Transcribe each line exactly.

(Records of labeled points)
# # #

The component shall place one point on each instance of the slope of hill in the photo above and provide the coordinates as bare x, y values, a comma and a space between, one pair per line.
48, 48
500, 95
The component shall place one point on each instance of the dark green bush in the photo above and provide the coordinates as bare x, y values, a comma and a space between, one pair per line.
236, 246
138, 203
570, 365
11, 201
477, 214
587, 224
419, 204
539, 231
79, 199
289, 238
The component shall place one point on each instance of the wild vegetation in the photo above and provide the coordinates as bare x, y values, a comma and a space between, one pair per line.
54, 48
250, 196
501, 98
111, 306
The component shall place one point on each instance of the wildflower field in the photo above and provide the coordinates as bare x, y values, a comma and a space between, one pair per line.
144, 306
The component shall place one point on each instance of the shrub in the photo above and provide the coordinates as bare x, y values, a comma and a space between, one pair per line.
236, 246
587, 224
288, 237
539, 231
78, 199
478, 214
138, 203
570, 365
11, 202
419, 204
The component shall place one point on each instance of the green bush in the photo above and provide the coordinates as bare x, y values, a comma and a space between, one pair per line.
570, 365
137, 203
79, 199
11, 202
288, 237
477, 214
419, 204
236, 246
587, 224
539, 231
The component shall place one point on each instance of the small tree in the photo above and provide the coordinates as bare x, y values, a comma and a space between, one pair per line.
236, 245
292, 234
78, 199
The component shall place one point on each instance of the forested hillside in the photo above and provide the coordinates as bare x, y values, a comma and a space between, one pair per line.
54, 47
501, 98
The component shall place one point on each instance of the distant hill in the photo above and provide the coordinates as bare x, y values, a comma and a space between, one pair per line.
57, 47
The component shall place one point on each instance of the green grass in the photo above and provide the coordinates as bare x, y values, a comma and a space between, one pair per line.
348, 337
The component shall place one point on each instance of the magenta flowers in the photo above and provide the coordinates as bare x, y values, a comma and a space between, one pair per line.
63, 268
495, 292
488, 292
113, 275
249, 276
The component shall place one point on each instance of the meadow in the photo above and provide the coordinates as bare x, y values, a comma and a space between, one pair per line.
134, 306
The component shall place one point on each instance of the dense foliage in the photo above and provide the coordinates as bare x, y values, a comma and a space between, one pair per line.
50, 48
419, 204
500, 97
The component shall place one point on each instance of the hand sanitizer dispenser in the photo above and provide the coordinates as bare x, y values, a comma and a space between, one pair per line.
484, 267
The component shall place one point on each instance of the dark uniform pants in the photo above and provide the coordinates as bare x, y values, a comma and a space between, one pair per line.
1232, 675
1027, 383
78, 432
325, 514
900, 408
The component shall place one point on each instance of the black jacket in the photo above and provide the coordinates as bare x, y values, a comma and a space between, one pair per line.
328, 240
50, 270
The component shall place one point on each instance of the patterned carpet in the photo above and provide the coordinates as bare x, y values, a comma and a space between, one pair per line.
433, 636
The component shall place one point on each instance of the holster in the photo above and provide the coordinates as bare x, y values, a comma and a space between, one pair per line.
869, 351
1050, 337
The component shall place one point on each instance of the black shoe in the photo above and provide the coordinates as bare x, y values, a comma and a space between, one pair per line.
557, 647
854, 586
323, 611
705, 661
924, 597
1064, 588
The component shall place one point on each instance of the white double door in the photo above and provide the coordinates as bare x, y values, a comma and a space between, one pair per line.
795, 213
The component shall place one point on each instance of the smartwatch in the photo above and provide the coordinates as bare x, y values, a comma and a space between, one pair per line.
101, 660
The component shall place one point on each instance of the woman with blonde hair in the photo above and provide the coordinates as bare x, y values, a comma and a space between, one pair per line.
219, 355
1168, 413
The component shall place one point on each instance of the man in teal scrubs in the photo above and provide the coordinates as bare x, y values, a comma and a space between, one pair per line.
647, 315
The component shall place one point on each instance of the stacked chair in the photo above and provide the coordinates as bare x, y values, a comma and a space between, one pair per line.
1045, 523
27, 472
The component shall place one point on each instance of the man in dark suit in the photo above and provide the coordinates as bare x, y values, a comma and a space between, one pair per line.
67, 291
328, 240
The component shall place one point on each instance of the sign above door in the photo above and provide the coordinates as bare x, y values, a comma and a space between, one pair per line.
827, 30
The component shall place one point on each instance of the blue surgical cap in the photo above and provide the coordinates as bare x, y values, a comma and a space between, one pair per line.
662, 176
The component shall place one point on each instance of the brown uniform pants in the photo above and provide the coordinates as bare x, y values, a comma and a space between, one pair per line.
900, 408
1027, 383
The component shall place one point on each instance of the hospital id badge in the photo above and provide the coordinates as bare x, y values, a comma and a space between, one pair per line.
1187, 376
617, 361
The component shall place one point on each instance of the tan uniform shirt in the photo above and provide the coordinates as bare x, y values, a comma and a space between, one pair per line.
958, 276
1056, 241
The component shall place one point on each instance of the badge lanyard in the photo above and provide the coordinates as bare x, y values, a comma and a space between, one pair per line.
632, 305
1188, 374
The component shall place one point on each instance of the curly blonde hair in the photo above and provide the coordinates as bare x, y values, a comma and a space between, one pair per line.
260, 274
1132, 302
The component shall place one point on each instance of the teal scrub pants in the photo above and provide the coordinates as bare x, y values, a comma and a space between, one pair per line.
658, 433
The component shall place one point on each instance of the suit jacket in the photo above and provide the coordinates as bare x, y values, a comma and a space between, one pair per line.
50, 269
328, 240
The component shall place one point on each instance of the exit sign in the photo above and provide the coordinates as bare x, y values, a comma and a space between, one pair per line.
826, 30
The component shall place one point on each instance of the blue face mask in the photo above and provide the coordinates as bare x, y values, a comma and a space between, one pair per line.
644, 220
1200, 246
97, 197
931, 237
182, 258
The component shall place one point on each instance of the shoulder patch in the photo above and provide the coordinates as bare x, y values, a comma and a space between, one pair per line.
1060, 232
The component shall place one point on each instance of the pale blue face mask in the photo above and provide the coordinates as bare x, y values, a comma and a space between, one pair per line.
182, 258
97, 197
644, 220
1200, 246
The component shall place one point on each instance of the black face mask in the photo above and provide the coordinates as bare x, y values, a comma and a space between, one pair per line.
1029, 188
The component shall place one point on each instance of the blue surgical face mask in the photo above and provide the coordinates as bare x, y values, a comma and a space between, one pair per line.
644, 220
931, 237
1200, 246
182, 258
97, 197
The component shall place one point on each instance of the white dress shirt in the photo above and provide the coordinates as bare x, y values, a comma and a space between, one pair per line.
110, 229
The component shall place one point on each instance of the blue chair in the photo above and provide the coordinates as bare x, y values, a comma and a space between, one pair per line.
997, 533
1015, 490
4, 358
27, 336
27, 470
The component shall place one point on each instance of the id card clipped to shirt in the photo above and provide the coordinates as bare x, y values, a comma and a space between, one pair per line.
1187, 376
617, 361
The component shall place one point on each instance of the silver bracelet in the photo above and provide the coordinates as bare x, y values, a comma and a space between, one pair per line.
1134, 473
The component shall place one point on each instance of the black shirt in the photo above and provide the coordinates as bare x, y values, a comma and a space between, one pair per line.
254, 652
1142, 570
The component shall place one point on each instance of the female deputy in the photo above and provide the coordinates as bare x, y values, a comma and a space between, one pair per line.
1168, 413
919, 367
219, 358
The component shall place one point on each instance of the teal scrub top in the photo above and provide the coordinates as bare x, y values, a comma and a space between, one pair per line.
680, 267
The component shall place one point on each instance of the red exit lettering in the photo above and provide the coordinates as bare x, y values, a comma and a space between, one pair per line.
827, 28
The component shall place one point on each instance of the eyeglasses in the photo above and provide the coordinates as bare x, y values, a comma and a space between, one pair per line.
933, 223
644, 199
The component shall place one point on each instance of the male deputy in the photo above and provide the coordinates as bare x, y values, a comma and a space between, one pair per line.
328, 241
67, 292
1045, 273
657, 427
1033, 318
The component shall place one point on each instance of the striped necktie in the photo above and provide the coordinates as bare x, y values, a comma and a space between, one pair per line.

# # #

COMPLETED EXERCISE.
The component shall place one point on each instance of the slope of hill in the photo above and provide the coordinates as bare x, y values, a comma and a space between, one pair per line.
48, 48
500, 95
The component shall place one point on each instance of the dark green bush in the photo above and provide the coordinates as bare x, y values, a comma and a space between, one pair per line.
236, 246
138, 203
570, 365
11, 201
477, 214
587, 224
419, 204
539, 231
79, 199
289, 238
The component shall place one point on each instance of the wild vegetation in the photo above and provide the coordinates as bare x, y values, a comma and a space between, one pair per line.
54, 48
250, 196
501, 98
111, 306
The component shall place one point on each instance of the wildflower field in the photo above and provide the coordinates as bare x, y values, a comma and a space between, one pair per line.
144, 306
The component shall place one point on each instance of the shrub in the photo above and provide the coordinates as bare x, y values, a comma and a space between, one pair per line.
236, 246
587, 224
288, 237
539, 231
78, 199
478, 214
138, 203
570, 365
11, 202
419, 204
The component shall place one point on each instance of the green bush in the photo above and provide the coordinates as bare x, y values, a comma and a space between, one pair per line.
570, 365
137, 203
79, 199
11, 202
288, 237
477, 214
419, 204
236, 246
587, 224
539, 231
The component shall place one point on each instance of the small tree in the photo above and provide the coordinates as bare x, y values, a comma and a space between, one pair per line.
236, 245
292, 234
78, 199
The component shall place one point on each instance of the forested hillside in the photo above and provide the coordinates as bare x, y values, a comma and a space between, one pair per line.
54, 47
501, 98
The component shall place one point on each instance of the distant hill in the photo above and provide the coordinates as bare x, y values, a comma and a space between, one pair per line.
57, 47
The component shall place one point on each instance of the green grass in the photo above and provide the coordinates as bare x, y values, a comma and a space between, one pair per line.
348, 337
The component shall place one point on each instance of the magenta flowers in the photo above and provide the coordinates as bare x, y values, a comma and a space between, one pair per line.
63, 268
495, 292
488, 292
113, 275
249, 276
The component shall place one point on each instance of the meadow in the photo above and provide the coordinates as bare x, y values, a comma and a space between, one pair per line.
134, 306
The component shall place one point on each instance of the dense foliage in the photo above and provide the coordinates as bare x, y values, a comma and a space between, one pair per line.
50, 48
419, 204
500, 97
The component shall place one point on each instance of the hand sanitizer dispenser in the photo above and provide the coordinates as bare x, y values, a comma and a space between, one pair per line.
484, 267
The component shall place one point on each instance of the dark uniform pants in the photo above and provide the coordinates as bare x, y values, a comma and a space between, one pair per line.
1232, 675
1027, 383
78, 432
325, 514
900, 408
The component shall place one point on each instance of the black jacket in the photo above and provide the coordinates as bare x, y values, a comma and a space between, one pair per line.
328, 240
50, 270
The component shall place one point on each instance of the patterned carpet in the photo above and provide the coordinates as bare x, y values, a comma and a space between, one pair per line.
433, 636
The component shall place one point on each instance of the holster in the photo above and provide the coordinates as bare x, y values, a comma and a space between, one pair per line.
869, 351
1050, 337
The component shall place one point on each instance of the black shoe in the photo above and provide the coordinates as bare x, y values, a comma and a space between, one pair per line.
557, 647
854, 586
323, 611
705, 661
924, 597
1064, 588
The component shall place one point on each instance of the white double door in the photo above and provide the coordinates as bare x, y values, a comma and a space between, one pair per line.
795, 213
The component shall place one point on each instance of the smartwatch in the photo above and provide the coordinates as bare x, y values, a comma and a space between, one pair per line.
101, 660
The component shall place one point on each instance of the woman with blonde hair in the photo above and provide the coordinates as bare x, y values, a comma and a space between, one pair per line.
219, 355
1168, 413
The component shall place one point on each instance of the man in teal scrubs in the photo above and provide the coordinates as bare x, y values, a comma and a space between, one pair per line.
647, 315
The component shall place one point on each instance of the stacked chair in the photo above and provide the coordinates as bare x, y values, a comma and a space between, one pair per line.
1045, 523
27, 472
The component shall place one point on each instance of the man in dark suit in the photo above and provide the coordinates as bare x, y values, a comma and a space between, one pair per line.
67, 291
328, 240
The component shall place one point on each instance of the sign above door in the photo above and provide the coordinates as bare x, y values, a comma and a space between, one pair per line.
827, 30
The component shall place one point on each instance of the blue surgical cap in the photo above and provide the coordinates as bare x, y values, a comma and a space between, one pair per line.
662, 176
The component shall place one point on each instance of the brown uniform pants in the photo above and provide the coordinates as bare x, y values, a comma and a space between, one pair per line.
900, 408
1027, 383
The component shall place one point on each instance of the hospital id badge in the photo above and provide the coordinates as bare x, y values, a comma and a space between, one pair per line.
1187, 376
617, 361
The component shall place one point on each instance of the tan uniform shirt in the photo above and provide the coordinates as bare x, y values, a comma and a space between, one pair per line.
958, 276
1056, 241
The component shall place one point on each instance of the badge lanyard in the photo above and provide the coordinates as bare x, y values, a comma and a space between, one pair per line.
632, 305
1188, 374
The component shall place one point on each instance of the curly blonde hair in the photo above and provide the coordinates as bare x, y values, a comma and a space between, one pair per line.
260, 274
1132, 302
The component shall place one point on each instance of the teal scrub pants in the photo above and provide the coordinates as bare x, y values, a comma and a space between, one pair per line.
658, 433
The component shall place one point on each instance of the suit jacket in the photo above and provide the coordinates as bare x, y values, a comma and a space between, one pair per line.
50, 269
328, 240
The component shall place one point on each instance of the exit sign in the photo above and provide the coordinates as bare x, y values, a comma and a space between, one pair per line.
826, 30
The component shall place one point on each instance of the blue face mask in the photo above and provide the coordinates as bare x, y values, a comma and a space between, one pair per line.
644, 220
1200, 246
97, 197
931, 237
182, 258
The component shall place one point on each instance of the shoulder patch in the photo above and provide the coordinates as bare x, y values, a comma and a space between, one pair per line.
1060, 232
The component shall place one point on each instance of the pale blue face mask in the photo above and provide the coordinates as bare x, y values, a comma and a space between, one pair per line.
182, 258
97, 197
644, 220
1200, 246
The component shall place one point on each instance of the black face mask in the photo above and provide the coordinates as bare x, y values, a comma and a space between, one pair per line.
1029, 188
The component shall place one point on each instance of the blue surgical face mask in the photo above and provide the coordinates as bare x, y values, a comma and a space between, one pair per line.
644, 220
931, 237
1200, 246
182, 258
97, 197
The component shall place one point on each instance of the white dress shirt in the photo above and provide the coordinates as bare x, y values, a comma and a space between, one pair per line.
110, 229
The component shall place one point on each instance of the blue chair in the photo above and provide the coordinates as bare x, y values, a comma and a space between, one pair per line.
997, 533
1015, 490
4, 358
27, 336
27, 470
The component shall place one point on each instance of the id card clipped to shirt in the photo above and provide the coordinates as bare x, y values, a comma and a space between, one pair per line.
1187, 376
617, 361
The component shall place one point on each instance of the silver bracelet in the photo above and provide the coordinates as bare x, y values, a comma and a space between, one pair per line.
1134, 473
The component shall place one point on each instance of the black shirt in the photo above and provide the coordinates as bare x, y values, a comma and a space between, one pair per line.
254, 652
1142, 570
The component shall place one point on each instance of the female deputy in the photo above and provide the coordinates as bare x, y values, a comma and a space between, one pair per line.
1168, 413
919, 367
219, 358
The component shall place one point on each instance of the teal scrub top in the photo above and provide the coordinates as bare x, y values, a comma and a space between, one pair per line.
680, 267
The component shall place one point on each instance of the red exit lettering in the photo above and provide the coordinates as bare x, y values, a comma and a space between, one pair per line.
827, 28
The component shall place one point on each instance of the eyeglasses in the photo above and provide the coordinates as bare x, y values, a comma and a space between, one pair per line.
933, 223
644, 199
The component shall place one point on each instance of the male deputy in the photo above and provide the coordinates as bare x, y values, a comma and a space between, one pair per line.
328, 241
67, 292
1045, 273
657, 427
1033, 318
The component shall place one point on each instance of the striped necktie in the photo above and provide the coordinates as bare x, y values, a comma and a space between, one pair per line.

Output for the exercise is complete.